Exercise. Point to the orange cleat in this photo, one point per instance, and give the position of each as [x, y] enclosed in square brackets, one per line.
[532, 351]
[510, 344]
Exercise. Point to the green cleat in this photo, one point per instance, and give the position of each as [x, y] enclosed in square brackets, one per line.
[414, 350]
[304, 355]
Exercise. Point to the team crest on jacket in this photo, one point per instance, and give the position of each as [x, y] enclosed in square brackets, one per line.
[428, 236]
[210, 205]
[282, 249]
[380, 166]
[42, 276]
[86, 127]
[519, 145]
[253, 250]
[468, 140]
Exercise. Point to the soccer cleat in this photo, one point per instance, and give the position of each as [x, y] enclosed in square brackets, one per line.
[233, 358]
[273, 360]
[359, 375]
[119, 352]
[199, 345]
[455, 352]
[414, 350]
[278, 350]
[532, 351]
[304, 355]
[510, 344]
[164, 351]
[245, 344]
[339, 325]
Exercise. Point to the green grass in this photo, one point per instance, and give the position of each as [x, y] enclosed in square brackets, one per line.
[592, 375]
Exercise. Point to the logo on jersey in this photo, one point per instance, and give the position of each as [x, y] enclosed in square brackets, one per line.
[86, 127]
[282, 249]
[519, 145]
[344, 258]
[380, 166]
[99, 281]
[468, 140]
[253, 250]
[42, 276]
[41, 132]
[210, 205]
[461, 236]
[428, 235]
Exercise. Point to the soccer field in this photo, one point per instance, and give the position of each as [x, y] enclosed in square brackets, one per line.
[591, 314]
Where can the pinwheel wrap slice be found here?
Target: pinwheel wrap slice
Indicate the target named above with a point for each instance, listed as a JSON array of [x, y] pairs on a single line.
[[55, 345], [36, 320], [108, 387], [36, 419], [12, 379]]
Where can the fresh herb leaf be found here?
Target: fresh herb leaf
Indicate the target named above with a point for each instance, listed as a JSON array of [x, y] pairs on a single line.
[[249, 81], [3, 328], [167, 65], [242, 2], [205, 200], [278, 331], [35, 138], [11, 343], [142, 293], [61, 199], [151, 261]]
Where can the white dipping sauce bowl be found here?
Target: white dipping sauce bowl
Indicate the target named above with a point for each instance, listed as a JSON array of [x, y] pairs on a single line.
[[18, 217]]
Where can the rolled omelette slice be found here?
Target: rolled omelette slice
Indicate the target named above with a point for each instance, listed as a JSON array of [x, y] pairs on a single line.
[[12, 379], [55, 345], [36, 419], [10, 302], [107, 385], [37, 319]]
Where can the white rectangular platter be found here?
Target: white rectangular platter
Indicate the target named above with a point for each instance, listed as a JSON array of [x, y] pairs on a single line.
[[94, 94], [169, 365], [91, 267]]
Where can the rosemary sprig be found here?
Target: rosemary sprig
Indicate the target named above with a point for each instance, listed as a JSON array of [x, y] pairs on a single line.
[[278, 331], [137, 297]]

---------------

* _Activity_:
Each entry above needs to be output exactly as written.

* _Result of the task_:
Exercise. Point to the orange cleat in this photo, one point per instance, and give the position of each as [x, y] enclosed in square brackets, one per line.
[532, 351]
[510, 344]
Exercise. Point to the green cleat in this photo, one point per instance, and give the position of each as [x, y] enclosed in square brackets, one per line.
[414, 350]
[304, 355]
Exercise. Point to the team crest on jacket in this photo, one point per instance, and give the position of each as [x, y] enclosed in square brackets, one per line.
[428, 236]
[210, 205]
[282, 249]
[380, 166]
[42, 276]
[86, 127]
[519, 145]
[253, 250]
[468, 140]
Exercise. Point to the soccer cleat in this photo, one point per instance, and give the position of each as [x, y] enclosed in square brackets, one per line.
[233, 358]
[273, 360]
[359, 375]
[119, 352]
[199, 345]
[455, 352]
[414, 350]
[278, 350]
[532, 351]
[304, 355]
[510, 344]
[164, 351]
[245, 344]
[339, 325]
Exercise. Point to the green grass in this photo, one point per instance, and give the position of each as [x, y] enclosed in square brackets, one per line.
[592, 375]
Exercise. Point to the logo on jersey in this photo, one point per instance, and give the position of each as [x, y] enclosed in square brackets, one per line.
[86, 127]
[282, 249]
[519, 145]
[344, 258]
[380, 166]
[99, 281]
[468, 140]
[253, 250]
[42, 276]
[41, 132]
[210, 205]
[461, 236]
[428, 235]
Exercise. Point to the soccer field in this photo, one point per instance, and give the position of each as [x, y] enclosed in square brackets, one per line.
[591, 314]
Where can the pinwheel wrap slice be found here?
Target: pinwheel wrap slice
Indicate the target named above with a point for each instance, listed as a JSON array of [x, y] pairs on a single line.
[[55, 345], [36, 320], [108, 387], [36, 419], [12, 379]]
Where can the fresh herb leaf be found here?
Target: fresh herb leaf
Indicate the target named above with a point for each instance, listed as a JSON array of [x, y] pairs on a single line.
[[249, 81], [3, 328], [167, 65], [242, 2], [205, 200], [278, 331], [35, 138], [11, 343], [142, 293], [61, 199], [151, 261]]
Where can the white dipping sauce bowl be found here?
Target: white dipping sauce bowl
Indicate the target named above with a point for each instance, listed as a JSON array of [x, y] pairs on a single line.
[[18, 217]]
Where can the rolled omelette slice be found here?
Target: rolled omelette slice
Indicate the target named above with a point for each instance, listed as a JSON array of [x, y] pairs on a single line.
[[12, 379], [55, 345], [36, 419], [10, 302], [107, 385], [37, 319]]
Where can the white rectangular platter be found here?
Target: white rectangular platter
Indicate the target named above with a point for each instance, listed as a JSON array of [x, y] pairs on a single line.
[[94, 94], [169, 365], [91, 267]]
Where can the rosemary sprig be found here?
Target: rosemary sprig
Indicate the target named above with a point for each instance, listed as a JSON array of [x, y] pairs on a single line.
[[278, 331], [137, 297]]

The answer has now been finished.